>>>

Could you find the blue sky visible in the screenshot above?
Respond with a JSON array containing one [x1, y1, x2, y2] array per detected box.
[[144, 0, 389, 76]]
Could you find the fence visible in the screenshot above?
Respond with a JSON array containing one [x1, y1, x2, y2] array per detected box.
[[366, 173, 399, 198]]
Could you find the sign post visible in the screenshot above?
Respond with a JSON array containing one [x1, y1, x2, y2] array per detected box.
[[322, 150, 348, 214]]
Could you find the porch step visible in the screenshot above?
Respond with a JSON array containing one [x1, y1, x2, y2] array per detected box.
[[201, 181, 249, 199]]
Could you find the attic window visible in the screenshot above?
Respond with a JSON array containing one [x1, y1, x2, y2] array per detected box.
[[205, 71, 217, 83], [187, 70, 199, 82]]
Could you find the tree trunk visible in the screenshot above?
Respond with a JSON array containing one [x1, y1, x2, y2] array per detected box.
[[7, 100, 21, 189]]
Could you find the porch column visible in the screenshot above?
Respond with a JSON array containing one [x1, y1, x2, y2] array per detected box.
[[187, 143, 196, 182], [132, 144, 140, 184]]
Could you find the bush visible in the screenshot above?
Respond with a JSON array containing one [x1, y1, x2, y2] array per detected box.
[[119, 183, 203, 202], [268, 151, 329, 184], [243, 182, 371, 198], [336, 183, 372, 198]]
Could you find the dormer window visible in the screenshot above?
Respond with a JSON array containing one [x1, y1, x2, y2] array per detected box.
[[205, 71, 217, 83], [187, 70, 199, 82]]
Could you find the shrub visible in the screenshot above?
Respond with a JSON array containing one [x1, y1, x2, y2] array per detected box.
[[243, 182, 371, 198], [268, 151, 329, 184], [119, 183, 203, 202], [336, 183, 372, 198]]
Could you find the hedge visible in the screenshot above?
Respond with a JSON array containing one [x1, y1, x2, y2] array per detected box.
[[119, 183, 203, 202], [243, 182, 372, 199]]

<<<

**Exercise description:** All lines from the first line of the listing above through the line containing "Could you find the fence" are to be retyped exactly. Leave out any other line.

**Response to the task:**
Could you find the blue sky visible in the screenshot above?
Respond with a JSON array containing one [x1, y1, x2, y2] array per detected box.
[[144, 0, 389, 76]]
Could you find the fence visible in the screenshot above?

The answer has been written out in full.